Ken Cosgrove (Aaron Staton), Harry Crane (Rich Sommer) and Sally Draper (Kiernan Shipka) all had some standout moments this season as well. Ken's secret hobby as a sci-fi writer resulted in the beautiful closing monologue of “Signal 30,” Harry has now been a powerful TV exec for as long as he was a bow-tie-wearing square, and Sally, who made a great date for Roger at the Codfish Ball, is quietly becoming one of the series' MVPs. We also got brief glimpses from old favorites including Paul Kinsey (Michael Gladis), Freddy Rumsen (Joel Murray) and Glen Bishop (Marten Holden Weiner).

• PROBLEM STATEMENT: Transcribe the passage on the season's supporting characters from "Ken Cosgrove (Aaron" up to and including "(Marten Holden Weiner).".

[Rows of box annotation data]

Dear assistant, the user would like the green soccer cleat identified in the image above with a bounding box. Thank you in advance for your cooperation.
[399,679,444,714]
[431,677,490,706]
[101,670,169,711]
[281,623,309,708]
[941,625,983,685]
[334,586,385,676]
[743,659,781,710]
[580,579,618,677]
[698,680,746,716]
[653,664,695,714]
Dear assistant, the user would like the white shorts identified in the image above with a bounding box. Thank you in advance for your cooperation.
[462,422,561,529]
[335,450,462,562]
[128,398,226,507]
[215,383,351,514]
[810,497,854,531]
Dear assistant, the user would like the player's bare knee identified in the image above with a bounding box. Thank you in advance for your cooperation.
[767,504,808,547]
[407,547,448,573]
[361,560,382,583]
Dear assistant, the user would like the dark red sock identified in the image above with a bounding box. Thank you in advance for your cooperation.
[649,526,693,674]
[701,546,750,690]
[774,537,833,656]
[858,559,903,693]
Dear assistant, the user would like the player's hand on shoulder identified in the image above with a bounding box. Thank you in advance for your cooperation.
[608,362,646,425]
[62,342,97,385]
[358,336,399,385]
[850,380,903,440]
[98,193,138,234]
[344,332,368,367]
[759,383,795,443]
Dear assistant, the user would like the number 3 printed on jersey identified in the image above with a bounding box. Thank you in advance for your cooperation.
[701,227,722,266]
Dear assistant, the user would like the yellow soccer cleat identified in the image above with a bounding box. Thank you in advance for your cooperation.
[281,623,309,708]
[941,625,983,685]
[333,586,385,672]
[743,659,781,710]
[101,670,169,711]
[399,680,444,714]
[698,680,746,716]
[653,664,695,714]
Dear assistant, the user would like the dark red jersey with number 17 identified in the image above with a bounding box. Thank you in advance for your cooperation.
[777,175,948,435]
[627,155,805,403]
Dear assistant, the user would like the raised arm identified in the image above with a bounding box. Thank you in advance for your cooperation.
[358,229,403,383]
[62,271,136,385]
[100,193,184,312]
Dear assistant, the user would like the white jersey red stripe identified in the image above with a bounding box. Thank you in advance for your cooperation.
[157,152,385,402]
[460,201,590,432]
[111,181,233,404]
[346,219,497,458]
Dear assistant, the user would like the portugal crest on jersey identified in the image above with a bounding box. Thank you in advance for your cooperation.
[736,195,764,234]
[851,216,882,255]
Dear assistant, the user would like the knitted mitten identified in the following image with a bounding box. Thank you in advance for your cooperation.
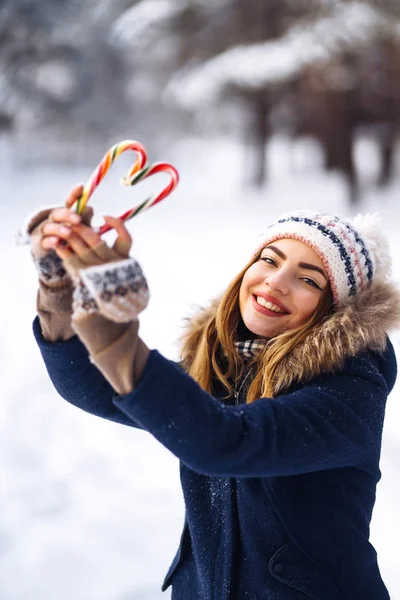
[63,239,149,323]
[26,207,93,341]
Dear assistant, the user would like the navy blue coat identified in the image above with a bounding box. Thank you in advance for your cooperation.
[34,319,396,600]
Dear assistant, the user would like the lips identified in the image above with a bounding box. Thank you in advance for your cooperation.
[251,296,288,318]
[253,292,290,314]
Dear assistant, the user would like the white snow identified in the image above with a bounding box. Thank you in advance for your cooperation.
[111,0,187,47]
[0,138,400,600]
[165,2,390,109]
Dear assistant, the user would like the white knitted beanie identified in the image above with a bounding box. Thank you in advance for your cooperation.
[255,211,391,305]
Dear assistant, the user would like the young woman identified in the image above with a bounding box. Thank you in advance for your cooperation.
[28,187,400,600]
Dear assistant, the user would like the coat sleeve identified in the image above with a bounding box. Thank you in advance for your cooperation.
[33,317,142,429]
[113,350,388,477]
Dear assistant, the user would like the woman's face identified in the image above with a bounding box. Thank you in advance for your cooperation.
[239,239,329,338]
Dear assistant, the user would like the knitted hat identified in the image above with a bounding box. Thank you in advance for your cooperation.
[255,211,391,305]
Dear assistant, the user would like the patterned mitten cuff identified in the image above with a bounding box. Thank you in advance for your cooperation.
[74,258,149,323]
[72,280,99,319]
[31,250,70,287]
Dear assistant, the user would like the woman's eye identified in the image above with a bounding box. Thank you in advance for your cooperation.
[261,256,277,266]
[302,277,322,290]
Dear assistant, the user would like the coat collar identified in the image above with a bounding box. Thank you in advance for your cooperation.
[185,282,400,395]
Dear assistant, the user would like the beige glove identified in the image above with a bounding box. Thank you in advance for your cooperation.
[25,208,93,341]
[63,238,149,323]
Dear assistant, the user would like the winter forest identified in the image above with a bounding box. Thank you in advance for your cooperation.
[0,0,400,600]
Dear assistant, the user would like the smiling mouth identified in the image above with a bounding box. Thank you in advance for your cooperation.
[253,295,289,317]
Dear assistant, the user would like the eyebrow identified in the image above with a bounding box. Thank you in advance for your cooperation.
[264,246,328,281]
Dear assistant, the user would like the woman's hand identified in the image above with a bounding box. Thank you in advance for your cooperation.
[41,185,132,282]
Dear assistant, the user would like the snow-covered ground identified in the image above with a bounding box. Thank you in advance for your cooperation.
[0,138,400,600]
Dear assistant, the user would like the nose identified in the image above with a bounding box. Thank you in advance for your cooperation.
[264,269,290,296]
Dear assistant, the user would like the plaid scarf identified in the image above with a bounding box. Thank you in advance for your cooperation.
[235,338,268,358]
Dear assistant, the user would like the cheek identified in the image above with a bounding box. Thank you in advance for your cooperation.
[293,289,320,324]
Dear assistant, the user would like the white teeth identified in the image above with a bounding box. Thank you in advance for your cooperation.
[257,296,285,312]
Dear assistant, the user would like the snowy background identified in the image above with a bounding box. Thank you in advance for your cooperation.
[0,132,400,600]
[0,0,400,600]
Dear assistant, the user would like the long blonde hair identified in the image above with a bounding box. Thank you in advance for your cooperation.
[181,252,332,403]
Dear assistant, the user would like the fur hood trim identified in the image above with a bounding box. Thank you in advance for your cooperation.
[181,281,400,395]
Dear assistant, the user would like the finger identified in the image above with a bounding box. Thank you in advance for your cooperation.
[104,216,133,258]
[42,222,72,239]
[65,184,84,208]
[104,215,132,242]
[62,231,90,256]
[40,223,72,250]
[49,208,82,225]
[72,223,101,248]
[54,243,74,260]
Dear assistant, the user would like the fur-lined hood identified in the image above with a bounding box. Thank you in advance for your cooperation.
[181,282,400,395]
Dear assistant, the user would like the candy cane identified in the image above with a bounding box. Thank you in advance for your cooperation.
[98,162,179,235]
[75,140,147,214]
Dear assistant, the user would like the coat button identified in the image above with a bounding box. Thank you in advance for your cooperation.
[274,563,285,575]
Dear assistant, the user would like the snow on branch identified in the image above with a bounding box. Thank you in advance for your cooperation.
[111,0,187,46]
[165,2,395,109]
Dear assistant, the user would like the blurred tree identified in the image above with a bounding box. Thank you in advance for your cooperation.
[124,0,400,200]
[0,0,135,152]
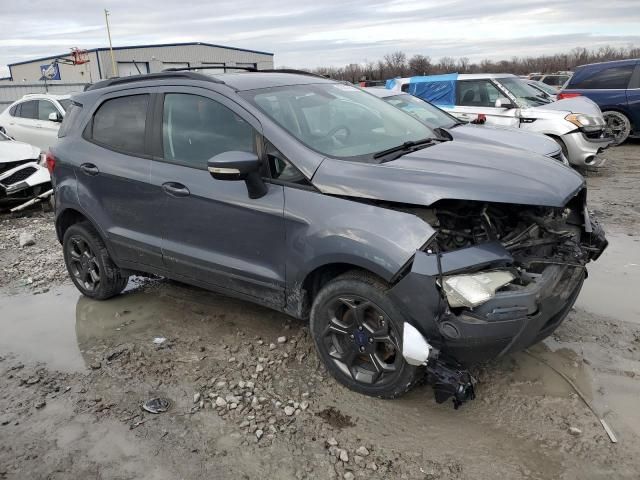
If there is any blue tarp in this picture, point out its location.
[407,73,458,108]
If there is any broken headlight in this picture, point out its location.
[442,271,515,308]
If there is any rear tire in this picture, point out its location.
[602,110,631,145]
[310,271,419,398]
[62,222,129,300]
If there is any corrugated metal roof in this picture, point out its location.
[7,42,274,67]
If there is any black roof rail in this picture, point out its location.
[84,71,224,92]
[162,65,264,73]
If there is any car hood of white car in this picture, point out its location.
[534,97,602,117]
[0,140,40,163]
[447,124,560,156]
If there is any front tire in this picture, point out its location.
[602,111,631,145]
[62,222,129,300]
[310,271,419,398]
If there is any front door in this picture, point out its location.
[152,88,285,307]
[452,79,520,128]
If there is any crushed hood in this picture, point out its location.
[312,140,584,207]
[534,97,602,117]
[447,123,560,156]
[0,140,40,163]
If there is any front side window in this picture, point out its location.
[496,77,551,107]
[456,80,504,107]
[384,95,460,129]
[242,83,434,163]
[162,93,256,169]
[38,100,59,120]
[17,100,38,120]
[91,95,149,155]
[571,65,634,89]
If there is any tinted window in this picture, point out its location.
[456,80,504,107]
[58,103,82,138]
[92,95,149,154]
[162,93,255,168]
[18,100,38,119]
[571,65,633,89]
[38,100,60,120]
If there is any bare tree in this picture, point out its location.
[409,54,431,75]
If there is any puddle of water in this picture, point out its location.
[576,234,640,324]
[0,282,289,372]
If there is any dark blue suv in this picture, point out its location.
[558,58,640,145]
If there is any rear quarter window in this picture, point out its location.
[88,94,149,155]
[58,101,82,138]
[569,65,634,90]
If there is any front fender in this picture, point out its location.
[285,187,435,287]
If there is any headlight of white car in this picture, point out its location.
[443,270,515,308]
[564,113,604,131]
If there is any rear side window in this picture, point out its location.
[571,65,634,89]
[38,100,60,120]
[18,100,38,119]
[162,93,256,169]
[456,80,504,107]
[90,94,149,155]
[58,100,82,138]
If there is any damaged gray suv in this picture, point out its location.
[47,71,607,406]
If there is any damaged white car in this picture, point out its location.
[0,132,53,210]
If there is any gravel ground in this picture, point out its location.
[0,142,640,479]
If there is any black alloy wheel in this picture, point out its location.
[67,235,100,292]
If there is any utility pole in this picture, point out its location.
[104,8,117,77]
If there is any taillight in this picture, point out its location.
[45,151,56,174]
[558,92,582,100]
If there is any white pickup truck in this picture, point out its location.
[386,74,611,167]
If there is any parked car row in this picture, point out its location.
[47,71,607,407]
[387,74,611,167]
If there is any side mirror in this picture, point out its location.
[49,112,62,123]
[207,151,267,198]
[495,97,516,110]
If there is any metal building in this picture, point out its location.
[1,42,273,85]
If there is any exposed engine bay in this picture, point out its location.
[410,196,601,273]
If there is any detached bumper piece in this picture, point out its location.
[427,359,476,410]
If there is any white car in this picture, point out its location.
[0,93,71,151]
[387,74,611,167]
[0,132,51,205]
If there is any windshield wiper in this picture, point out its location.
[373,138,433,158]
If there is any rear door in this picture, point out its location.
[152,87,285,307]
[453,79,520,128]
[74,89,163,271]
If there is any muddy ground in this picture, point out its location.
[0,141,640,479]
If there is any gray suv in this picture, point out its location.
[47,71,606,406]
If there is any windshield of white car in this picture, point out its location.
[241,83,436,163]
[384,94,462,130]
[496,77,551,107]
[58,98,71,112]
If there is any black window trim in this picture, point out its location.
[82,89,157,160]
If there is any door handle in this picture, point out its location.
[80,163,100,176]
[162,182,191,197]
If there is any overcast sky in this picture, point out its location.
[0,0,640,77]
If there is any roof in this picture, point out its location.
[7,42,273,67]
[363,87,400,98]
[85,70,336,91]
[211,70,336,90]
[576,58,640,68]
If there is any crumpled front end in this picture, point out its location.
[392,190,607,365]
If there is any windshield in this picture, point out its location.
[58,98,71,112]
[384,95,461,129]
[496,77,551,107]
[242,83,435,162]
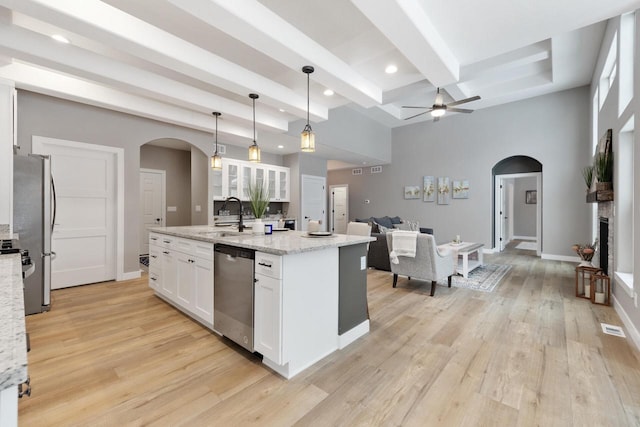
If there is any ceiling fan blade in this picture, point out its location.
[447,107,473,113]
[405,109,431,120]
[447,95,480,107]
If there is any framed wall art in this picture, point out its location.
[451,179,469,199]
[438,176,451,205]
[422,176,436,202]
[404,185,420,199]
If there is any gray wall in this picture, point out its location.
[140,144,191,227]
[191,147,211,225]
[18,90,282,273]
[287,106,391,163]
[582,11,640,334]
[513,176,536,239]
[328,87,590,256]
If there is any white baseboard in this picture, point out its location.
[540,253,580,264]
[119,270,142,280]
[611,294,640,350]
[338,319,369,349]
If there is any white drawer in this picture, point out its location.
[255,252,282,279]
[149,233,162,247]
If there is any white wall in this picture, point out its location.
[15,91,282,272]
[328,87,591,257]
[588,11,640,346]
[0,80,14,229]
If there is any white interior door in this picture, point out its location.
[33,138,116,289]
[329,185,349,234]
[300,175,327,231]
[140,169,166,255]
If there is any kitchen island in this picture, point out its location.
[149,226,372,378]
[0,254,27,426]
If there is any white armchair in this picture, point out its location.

• FINAL RESULT:
Ken Cosgrove (Aaron Staton), Harry Crane (Rich Sommer) and Sally Draper (Kiernan Shipka) all had some standout moments this season as well. Ken's secret hobby as a sci-fi writer resulted in the beautiful closing monologue of “Signal 30,” Harry has now been a powerful TV exec for as long as he was a bow-tie-wearing square, and Sally, who made a great date for Roger at the Codfish Ball, is quietly becoming one of the series' MVPs. We also got brief glimpses from old favorites including Paul Kinsey (Michael Gladis), Freddy Rumsen (Joel Murray) and Glen Bishop (Marten Holden Weiner).